Data provided ▸
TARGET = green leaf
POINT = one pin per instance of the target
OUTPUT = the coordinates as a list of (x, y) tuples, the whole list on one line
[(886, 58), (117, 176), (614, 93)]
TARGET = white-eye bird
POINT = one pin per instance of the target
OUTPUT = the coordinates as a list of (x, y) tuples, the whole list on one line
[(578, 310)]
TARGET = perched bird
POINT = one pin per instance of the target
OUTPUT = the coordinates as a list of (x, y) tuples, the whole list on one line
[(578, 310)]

==

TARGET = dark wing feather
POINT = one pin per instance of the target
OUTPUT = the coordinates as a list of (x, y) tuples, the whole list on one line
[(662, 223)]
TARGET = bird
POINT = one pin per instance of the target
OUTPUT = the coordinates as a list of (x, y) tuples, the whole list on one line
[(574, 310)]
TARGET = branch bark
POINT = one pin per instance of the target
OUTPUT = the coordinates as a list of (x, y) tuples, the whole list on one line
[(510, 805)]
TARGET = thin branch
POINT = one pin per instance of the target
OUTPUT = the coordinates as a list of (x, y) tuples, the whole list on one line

Task to complete ▸
Please count the lines above that contain the string "branch" and reply with that number alone.

Final result ▸
2